Credit: Charles Maldonado / The Lens

The New Orleans Police Department achieved substantial compliance with the training academy section of its ongoing federal consent decree, a team of court-appointed monitors found. The consent decree, a federal court judgment, was approved in 2013 in an attempt to bring New Orleans policing in line with the U.S. Constitution.

“Academy and in-service training” was one of the 18 major sections of the consent decree that the NOPD must bring into “full and effective compliance” with the constitution and specific provisions included in the consent decree. With Tuesday’s news, the monitors have found that the department is in compliance with at least 11 out of those 18 sections. 

“I can’t even believe it’s the same organization,” said U.S. District Court Judge Susie Morgan, who is presiding over the consent decree, at a Tuesday court hearing. “I am just so happy to see what you’re doing now. I knew improvements could be made, I just didn’t know how much.”

The U.S. Department of Justice, which sued the NOPD in 2012 in order to formalize the consent decree, also agreed with the monitors.

The consent decree followed a Justice Department investigation into the NOPD in 2011. The investigation found “patterns of misconduct that violate the Constitution and federal law,” including racial profiling and the use of excessive force. It also found “systemic problems in training of every type.”

▶ [Requirements]
- 1) Transcribe the passage of the NOPD article starting with "The New Orleans" and going on through "the U.S. Constitution.".
- 2) Answer these questions using the NOPD article.
(a) In what year was the consent decree approved?
(b) How many major sections does the consent decree contain?
(c) In what year did the U.S. Department of Justice sue the NOPD?

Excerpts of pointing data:
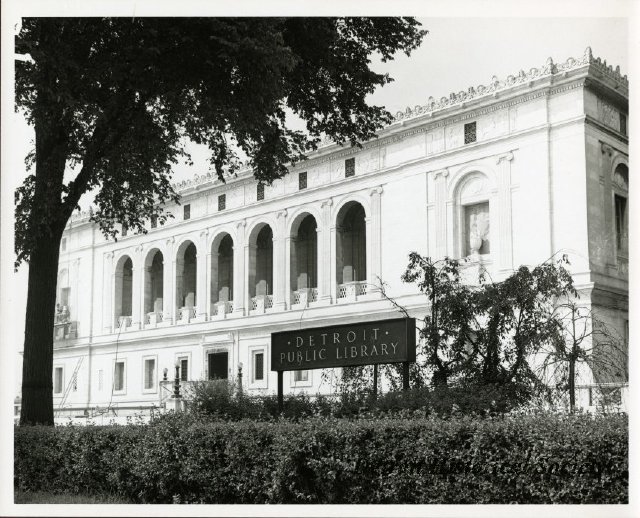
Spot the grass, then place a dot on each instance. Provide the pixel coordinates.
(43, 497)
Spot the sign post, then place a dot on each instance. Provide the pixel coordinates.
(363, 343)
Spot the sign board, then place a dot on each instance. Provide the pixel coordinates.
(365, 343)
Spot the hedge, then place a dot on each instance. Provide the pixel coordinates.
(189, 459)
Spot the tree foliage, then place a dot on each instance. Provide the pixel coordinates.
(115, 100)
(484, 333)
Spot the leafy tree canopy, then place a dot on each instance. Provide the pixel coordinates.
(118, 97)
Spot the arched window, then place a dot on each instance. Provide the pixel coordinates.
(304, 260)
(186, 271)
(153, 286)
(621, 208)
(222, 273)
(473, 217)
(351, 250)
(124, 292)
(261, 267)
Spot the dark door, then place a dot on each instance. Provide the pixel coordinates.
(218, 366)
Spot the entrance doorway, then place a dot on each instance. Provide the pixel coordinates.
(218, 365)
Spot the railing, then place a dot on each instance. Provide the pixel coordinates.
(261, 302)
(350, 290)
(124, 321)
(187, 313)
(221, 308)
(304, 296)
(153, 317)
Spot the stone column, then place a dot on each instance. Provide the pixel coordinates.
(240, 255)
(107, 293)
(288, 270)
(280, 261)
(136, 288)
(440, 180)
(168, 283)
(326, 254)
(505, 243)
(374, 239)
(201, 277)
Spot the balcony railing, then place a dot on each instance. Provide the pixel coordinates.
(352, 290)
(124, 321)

▶ [Solutions]
- 1)
The New Orleans Police Department achieved substantial compliance with the training academy section of its ongoing federal consent decree, a team of court-appointed monitors found. The consent decree, a federal court judgment, was approved in 2013 in an attempt to bring New Orleans policing in line with the U.S. Constitution.

- 2)
(a) 2013
(b) 18
(c) 2012